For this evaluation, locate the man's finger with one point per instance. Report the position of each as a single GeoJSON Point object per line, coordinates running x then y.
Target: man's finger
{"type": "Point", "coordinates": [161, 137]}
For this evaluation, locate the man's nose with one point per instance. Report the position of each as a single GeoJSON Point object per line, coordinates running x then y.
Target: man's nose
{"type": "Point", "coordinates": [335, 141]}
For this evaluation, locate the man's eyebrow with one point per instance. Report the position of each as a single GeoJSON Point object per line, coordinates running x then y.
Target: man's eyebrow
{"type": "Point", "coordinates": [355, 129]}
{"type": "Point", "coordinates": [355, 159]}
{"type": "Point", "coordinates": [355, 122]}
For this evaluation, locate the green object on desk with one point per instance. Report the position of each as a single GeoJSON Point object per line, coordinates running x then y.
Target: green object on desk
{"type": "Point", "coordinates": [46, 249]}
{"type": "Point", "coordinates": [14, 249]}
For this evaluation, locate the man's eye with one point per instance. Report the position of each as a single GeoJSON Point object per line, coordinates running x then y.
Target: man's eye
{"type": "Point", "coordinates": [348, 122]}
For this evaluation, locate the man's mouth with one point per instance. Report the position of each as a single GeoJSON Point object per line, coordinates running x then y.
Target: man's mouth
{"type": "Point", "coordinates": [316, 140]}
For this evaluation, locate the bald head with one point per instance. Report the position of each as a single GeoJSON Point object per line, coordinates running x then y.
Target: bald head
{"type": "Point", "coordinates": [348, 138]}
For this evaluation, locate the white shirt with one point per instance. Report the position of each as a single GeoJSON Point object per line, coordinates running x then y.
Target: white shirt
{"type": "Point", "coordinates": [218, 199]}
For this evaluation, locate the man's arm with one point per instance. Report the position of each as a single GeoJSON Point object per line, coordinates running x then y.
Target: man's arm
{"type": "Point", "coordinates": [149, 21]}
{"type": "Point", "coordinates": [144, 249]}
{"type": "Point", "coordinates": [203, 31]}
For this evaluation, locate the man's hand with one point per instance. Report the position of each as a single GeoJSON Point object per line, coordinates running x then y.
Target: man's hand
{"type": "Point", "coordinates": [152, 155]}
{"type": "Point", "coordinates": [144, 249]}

### DIRECTION
Copy all of the records above line for line, with no changes.

### RESULT OF THIS EXERCISE
For this evaluation, locate the man's finger with one point per instance. Report the position of each as a single GeoJSON Point object per line, coordinates running x then y.
Target: man's finger
{"type": "Point", "coordinates": [161, 137]}
For this evaluation, locate the man's nose with one point per instance. Report the position of each as a single GeoJSON Point object per line, coordinates running x then y.
Target: man's nose
{"type": "Point", "coordinates": [335, 141]}
For this evaluation, locate the man's eyebrow with one point per instance. Report the position of each as a single GeoJSON Point object per line, coordinates running x then y.
Target: man's eyebrow
{"type": "Point", "coordinates": [355, 129]}
{"type": "Point", "coordinates": [355, 159]}
{"type": "Point", "coordinates": [355, 122]}
For this evaluation, locate the green object on desk with one point per instance. Report the position of each as a single GeoJSON Point object per line, coordinates running x then y.
Target: green object on desk
{"type": "Point", "coordinates": [46, 249]}
{"type": "Point", "coordinates": [14, 249]}
For this evaluation, locate the man's eye with one point per instance. Report the position of each as a single GeoJSON Point object per line, coordinates running x then y.
Target: man's eye
{"type": "Point", "coordinates": [348, 122]}
For this evaluation, locate the man's mouth with one point per instance. Report the position of each as a single GeoJSON Point object per line, coordinates running x then y.
Target: man's mouth
{"type": "Point", "coordinates": [316, 140]}
For this evaluation, locate the bald head with one point per instance. Report the position of each as a single GeoJSON Point object per line, coordinates running x then y.
Target: bald head
{"type": "Point", "coordinates": [348, 138]}
For this evaluation, locate the white shirt with one point per instance. Report the position of each as a single GeoJSON Point object per line, coordinates running x then y.
Target: white shirt
{"type": "Point", "coordinates": [218, 199]}
For this evaluation, locate the man's arm with one point per instance. Report the position of each as a single GeoJSON Point object per line, coordinates running x then y.
Target: man's arm
{"type": "Point", "coordinates": [149, 21]}
{"type": "Point", "coordinates": [144, 249]}
{"type": "Point", "coordinates": [203, 31]}
For this evaluation, locate the man's hand with one point per instance. Report the position of each as a single GeoJSON Point object per line, coordinates running x then y.
Target: man's hand
{"type": "Point", "coordinates": [152, 155]}
{"type": "Point", "coordinates": [144, 249]}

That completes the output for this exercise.